### PROBLEM STATEMENT
Rewrite the lines of every entry below as a single numbered list, omitting blank lines and leaving the pictures out.

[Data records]
Segment Open
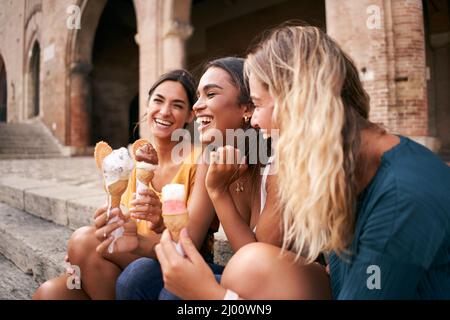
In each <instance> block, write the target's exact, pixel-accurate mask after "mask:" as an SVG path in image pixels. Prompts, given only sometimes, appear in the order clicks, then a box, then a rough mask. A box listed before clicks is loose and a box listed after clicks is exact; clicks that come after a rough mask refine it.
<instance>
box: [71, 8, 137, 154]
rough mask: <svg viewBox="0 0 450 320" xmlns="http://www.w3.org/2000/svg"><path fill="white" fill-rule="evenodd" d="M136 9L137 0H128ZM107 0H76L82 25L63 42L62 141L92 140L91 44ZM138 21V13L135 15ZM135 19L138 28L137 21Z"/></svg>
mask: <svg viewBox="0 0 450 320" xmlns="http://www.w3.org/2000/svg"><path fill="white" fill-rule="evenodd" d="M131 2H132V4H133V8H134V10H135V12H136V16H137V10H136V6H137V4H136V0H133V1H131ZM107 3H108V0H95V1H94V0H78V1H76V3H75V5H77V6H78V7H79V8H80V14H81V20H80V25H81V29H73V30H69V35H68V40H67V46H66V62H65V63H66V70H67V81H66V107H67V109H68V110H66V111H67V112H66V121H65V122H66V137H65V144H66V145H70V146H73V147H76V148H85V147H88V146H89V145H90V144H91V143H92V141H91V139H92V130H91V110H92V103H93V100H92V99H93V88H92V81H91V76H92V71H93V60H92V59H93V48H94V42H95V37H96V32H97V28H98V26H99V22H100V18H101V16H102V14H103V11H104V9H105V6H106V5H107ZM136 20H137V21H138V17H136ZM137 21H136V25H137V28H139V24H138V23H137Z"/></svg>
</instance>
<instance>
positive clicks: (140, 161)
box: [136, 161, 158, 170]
Segment Closed
### SOLUTION TO THE PROBLEM
1. In each <instance> block, write the target's exact, pixel-accurate mask after "mask:" as an SVG path in image pixels. Prompts, given only sometimes, appear in the order clicks, then a box, then a rough mask. A box listed before clicks is loose and a box listed after clicks is exact; clicks that come after a rough mask refine it.
2. <instance>
3. box: [71, 8, 137, 154]
4. rough mask: <svg viewBox="0 0 450 320" xmlns="http://www.w3.org/2000/svg"><path fill="white" fill-rule="evenodd" d="M136 9L137 0H128ZM107 0H76L82 25L63 42L62 141L92 140L91 44ZM138 21V13L135 15ZM135 19L138 28L137 21Z"/></svg>
5. mask: <svg viewBox="0 0 450 320" xmlns="http://www.w3.org/2000/svg"><path fill="white" fill-rule="evenodd" d="M131 2H132V4H133V8H134V10H135V12H136V16H137V10H136V6H137V4H136V0H133V1H131ZM107 3H108V0H95V1H94V0H78V1H76V3H75V5H77V6H78V7H79V8H80V14H81V20H80V25H81V29H73V30H69V35H68V40H67V46H66V62H65V63H66V70H67V81H66V107H67V109H68V110H66V111H67V112H66V121H65V122H66V137H65V144H66V145H70V146H73V147H76V148H85V147H88V146H89V145H90V144H91V143H92V141H91V139H92V130H91V110H92V103H93V100H92V99H93V88H92V81H91V76H92V71H93V60H92V59H93V48H94V42H95V37H96V32H97V28H98V26H99V22H100V18H101V16H102V14H103V11H104V9H105V6H106V5H107ZM136 20H137V21H138V17H136ZM137 21H136V25H137V28H139V24H138V23H137Z"/></svg>
6. </instance>
7. <instance>
8. positive clicks: (140, 161)
9. box: [136, 161, 158, 170]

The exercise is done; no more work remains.